(Stored items from a collection)
--*--
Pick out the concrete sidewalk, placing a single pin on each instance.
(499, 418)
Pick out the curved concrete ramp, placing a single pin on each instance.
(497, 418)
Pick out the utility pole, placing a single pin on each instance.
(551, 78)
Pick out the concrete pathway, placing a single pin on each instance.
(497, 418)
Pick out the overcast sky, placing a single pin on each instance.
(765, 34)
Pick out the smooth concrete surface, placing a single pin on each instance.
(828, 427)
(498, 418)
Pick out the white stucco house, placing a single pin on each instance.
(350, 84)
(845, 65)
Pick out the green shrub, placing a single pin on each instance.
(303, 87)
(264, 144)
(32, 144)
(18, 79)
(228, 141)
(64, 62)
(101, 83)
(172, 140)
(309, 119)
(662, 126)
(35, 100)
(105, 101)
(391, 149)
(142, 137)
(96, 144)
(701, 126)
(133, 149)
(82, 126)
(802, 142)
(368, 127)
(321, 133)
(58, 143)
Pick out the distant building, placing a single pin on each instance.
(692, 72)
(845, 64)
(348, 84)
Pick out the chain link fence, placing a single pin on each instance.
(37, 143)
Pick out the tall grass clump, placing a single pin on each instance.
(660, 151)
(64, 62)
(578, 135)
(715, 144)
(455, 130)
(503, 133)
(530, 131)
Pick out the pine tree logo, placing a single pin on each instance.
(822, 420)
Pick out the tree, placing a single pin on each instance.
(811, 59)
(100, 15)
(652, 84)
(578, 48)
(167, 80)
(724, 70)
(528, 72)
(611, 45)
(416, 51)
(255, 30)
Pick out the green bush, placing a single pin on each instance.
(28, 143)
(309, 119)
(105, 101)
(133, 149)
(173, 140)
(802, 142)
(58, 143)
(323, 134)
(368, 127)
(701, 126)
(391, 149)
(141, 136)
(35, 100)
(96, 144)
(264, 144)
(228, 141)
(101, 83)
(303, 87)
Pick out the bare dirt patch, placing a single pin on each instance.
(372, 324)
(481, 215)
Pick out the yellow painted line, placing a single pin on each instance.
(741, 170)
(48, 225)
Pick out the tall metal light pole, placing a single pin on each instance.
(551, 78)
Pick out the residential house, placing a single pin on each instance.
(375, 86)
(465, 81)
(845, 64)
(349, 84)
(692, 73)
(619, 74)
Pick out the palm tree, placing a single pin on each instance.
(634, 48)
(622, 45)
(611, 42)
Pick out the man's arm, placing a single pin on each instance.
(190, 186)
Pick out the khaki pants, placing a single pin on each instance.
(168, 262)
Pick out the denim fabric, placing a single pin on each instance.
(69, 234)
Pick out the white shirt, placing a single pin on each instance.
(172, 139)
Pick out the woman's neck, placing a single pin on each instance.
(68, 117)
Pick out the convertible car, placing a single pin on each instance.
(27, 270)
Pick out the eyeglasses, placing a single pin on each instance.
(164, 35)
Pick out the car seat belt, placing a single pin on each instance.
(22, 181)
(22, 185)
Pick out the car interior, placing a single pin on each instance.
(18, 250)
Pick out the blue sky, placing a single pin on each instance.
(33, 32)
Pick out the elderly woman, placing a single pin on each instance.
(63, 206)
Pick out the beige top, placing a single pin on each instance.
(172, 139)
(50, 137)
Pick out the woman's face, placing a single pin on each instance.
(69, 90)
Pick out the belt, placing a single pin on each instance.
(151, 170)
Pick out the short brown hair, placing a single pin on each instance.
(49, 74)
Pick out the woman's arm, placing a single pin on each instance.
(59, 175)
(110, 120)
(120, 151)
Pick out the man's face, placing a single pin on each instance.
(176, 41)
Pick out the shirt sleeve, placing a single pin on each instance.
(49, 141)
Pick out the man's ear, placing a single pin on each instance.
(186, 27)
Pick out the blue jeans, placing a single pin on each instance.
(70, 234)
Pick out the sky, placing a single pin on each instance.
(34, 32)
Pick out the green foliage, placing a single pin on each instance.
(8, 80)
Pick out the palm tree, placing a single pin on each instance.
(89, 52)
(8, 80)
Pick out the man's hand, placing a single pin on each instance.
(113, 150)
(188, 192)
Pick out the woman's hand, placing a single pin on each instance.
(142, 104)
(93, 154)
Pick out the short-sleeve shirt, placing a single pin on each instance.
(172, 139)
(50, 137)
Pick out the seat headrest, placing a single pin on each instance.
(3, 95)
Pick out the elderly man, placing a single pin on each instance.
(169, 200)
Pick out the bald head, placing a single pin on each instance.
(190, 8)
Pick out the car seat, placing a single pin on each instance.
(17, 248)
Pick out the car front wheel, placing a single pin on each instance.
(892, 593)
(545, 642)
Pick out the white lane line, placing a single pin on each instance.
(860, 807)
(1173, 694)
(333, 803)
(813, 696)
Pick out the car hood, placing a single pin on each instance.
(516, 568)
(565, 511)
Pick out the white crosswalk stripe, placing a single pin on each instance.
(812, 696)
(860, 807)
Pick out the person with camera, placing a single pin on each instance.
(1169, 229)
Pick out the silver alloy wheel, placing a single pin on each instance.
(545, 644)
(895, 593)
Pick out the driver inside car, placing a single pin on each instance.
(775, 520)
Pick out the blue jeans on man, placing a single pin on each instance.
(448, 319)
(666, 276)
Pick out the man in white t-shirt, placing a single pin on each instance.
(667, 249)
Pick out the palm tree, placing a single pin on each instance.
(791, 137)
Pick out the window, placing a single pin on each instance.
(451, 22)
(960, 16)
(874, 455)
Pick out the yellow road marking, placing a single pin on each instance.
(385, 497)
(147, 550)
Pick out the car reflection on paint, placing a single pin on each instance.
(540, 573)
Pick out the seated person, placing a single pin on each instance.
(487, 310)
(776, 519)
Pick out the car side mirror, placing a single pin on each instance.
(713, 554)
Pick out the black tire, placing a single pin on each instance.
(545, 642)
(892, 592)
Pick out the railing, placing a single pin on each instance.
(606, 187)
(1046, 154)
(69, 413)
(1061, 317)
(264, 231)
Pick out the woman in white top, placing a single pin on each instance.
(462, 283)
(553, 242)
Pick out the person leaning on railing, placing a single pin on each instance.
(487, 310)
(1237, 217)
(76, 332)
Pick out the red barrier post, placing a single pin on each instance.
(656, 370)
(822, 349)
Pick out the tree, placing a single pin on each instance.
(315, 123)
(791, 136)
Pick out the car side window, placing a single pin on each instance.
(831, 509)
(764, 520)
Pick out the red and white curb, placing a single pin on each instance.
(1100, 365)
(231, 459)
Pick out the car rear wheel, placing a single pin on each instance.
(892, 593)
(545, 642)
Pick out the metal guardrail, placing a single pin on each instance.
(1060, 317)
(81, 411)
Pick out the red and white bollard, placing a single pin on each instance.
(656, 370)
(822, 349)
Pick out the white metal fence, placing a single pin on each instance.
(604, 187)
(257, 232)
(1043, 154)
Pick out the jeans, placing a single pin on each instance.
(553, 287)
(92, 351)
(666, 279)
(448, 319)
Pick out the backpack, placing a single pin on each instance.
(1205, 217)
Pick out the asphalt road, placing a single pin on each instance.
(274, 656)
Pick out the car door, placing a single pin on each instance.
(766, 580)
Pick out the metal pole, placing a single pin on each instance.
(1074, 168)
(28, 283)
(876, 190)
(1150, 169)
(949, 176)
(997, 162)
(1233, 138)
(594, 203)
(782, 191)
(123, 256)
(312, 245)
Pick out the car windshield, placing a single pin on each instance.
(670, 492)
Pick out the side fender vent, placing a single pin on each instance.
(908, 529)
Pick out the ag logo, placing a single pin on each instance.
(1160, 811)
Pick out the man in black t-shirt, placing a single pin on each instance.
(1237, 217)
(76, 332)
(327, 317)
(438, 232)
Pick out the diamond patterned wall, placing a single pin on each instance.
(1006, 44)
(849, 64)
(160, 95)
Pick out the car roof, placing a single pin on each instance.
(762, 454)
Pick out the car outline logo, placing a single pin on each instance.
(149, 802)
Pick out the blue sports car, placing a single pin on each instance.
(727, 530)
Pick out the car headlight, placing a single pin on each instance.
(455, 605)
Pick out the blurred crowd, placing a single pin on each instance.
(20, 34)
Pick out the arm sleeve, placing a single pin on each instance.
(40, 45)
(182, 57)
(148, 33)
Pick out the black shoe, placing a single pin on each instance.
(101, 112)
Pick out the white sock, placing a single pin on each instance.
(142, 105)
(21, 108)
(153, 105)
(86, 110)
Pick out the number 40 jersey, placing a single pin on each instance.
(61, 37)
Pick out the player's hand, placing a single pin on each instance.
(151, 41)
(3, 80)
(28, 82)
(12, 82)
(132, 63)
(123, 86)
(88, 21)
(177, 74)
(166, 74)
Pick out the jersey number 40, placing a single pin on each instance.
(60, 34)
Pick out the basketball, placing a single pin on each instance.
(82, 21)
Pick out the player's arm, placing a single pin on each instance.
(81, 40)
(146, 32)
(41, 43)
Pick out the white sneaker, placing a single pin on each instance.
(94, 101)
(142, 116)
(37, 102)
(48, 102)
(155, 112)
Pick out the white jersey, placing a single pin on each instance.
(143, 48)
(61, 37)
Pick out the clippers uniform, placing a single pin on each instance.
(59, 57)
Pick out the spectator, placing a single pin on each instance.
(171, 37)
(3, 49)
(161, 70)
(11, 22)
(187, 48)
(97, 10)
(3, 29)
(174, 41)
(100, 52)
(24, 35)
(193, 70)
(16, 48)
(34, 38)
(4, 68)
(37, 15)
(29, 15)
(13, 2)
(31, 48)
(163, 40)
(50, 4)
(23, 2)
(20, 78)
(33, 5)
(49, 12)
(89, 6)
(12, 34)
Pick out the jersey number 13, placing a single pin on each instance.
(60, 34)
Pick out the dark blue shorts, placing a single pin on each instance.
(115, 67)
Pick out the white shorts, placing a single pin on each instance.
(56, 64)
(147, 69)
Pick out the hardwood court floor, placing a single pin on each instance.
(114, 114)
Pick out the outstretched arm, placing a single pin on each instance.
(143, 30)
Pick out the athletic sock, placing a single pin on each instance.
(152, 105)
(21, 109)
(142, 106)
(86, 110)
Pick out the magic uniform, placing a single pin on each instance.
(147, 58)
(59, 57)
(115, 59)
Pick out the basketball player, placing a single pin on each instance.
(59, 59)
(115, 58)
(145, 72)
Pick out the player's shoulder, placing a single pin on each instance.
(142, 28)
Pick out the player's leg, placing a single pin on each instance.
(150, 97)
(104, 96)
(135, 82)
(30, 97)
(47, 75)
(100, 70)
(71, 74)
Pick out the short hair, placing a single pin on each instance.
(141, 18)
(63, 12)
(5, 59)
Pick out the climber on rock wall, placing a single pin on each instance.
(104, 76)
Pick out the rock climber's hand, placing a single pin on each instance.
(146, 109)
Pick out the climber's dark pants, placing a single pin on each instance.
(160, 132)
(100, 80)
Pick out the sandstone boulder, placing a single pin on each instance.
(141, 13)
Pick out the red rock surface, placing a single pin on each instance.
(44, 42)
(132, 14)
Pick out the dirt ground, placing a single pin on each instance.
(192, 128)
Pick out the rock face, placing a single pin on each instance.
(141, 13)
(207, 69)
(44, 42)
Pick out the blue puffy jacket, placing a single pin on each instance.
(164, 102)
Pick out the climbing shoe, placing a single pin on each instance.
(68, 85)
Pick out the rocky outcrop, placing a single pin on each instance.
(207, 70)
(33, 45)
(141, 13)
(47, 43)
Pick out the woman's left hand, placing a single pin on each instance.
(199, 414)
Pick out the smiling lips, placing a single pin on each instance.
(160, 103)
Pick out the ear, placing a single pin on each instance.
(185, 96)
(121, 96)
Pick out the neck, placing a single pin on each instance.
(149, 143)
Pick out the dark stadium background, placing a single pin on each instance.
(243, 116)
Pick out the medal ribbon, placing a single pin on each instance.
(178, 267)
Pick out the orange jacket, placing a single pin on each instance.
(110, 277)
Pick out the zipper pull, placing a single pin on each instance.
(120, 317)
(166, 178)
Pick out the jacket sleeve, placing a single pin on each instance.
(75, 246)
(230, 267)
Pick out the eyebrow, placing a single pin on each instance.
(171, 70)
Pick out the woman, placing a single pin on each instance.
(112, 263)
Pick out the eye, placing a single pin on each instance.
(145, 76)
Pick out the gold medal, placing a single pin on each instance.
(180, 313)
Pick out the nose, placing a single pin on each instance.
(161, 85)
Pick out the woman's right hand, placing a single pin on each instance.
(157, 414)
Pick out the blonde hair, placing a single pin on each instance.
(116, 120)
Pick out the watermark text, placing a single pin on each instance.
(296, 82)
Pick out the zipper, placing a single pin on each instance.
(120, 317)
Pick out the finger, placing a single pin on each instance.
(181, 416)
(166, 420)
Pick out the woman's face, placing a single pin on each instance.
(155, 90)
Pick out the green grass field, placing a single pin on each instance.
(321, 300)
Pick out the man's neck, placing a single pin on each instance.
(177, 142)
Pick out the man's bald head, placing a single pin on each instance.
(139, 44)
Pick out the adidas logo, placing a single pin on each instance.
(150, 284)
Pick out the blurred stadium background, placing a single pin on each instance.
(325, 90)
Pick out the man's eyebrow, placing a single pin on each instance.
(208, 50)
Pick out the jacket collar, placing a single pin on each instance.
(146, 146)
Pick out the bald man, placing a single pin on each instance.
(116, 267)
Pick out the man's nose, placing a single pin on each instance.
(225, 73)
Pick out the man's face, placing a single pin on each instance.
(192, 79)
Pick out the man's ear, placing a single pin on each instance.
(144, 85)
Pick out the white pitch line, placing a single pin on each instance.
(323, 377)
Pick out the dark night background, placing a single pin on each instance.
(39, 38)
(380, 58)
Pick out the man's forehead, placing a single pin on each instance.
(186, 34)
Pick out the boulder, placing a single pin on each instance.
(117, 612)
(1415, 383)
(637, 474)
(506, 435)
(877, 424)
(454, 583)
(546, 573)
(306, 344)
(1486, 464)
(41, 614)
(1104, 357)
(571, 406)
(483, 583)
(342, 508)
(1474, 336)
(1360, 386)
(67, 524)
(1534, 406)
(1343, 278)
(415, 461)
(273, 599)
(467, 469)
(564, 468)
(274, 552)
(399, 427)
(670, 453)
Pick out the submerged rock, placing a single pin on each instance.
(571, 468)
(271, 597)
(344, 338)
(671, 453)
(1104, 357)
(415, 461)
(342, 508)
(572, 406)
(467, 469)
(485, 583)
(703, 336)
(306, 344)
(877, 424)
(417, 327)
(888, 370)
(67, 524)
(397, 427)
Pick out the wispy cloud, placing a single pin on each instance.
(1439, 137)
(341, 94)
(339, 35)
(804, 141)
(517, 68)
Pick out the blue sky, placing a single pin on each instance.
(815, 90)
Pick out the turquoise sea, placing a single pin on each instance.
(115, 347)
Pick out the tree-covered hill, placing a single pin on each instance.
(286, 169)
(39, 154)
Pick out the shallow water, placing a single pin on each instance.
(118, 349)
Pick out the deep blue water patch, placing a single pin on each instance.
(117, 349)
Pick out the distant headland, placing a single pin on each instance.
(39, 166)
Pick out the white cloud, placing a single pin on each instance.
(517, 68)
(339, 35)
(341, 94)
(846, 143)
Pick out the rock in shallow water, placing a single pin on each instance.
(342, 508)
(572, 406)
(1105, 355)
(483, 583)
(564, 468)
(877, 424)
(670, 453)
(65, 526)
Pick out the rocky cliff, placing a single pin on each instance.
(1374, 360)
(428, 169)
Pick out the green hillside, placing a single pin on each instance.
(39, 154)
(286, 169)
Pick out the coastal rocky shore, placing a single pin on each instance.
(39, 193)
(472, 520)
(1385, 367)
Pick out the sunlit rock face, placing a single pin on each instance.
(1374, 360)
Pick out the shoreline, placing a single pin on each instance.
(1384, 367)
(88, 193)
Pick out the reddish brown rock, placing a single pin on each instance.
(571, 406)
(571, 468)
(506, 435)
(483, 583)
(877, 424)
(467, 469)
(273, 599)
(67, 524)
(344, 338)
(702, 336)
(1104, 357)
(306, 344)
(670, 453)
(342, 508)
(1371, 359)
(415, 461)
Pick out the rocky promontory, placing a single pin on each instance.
--*--
Extract every line from the one containing "Pick out the distant headland, placing" through the last line of the data, inclusive, exactly as written.

Pick out the distant headland, placing a single pin on each instance.
(39, 166)
Pick out the white cloud, placing a single pin on each instance.
(517, 68)
(339, 35)
(341, 94)
(846, 143)
Pick out the rock in shallow water, placing a single pin on each instance.
(342, 508)
(572, 406)
(1105, 355)
(483, 583)
(564, 468)
(877, 424)
(670, 453)
(65, 526)
Pick out the rocky cliff, placing a single pin on each instance.
(1374, 360)
(428, 169)
Pick out the green hillside, placing a single pin on each instance.
(39, 154)
(286, 169)
Pick out the coastal rocky shore, placing a single pin on each instance.
(39, 193)
(472, 520)
(1385, 367)
Pick out the sunlit rock face, placing a single pin on each instance.
(1374, 360)
Pick out the shoreline, placing a single pin on each instance.
(1384, 367)
(88, 193)
Pick out the reddish brown rock, placing a single pin on each instance.
(571, 406)
(571, 468)
(506, 435)
(483, 583)
(877, 424)
(467, 469)
(273, 599)
(67, 524)
(344, 338)
(702, 336)
(1104, 357)
(306, 344)
(670, 453)
(342, 508)
(1371, 359)
(415, 461)
Pick out the rocky promontory, placing a single pin on each instance.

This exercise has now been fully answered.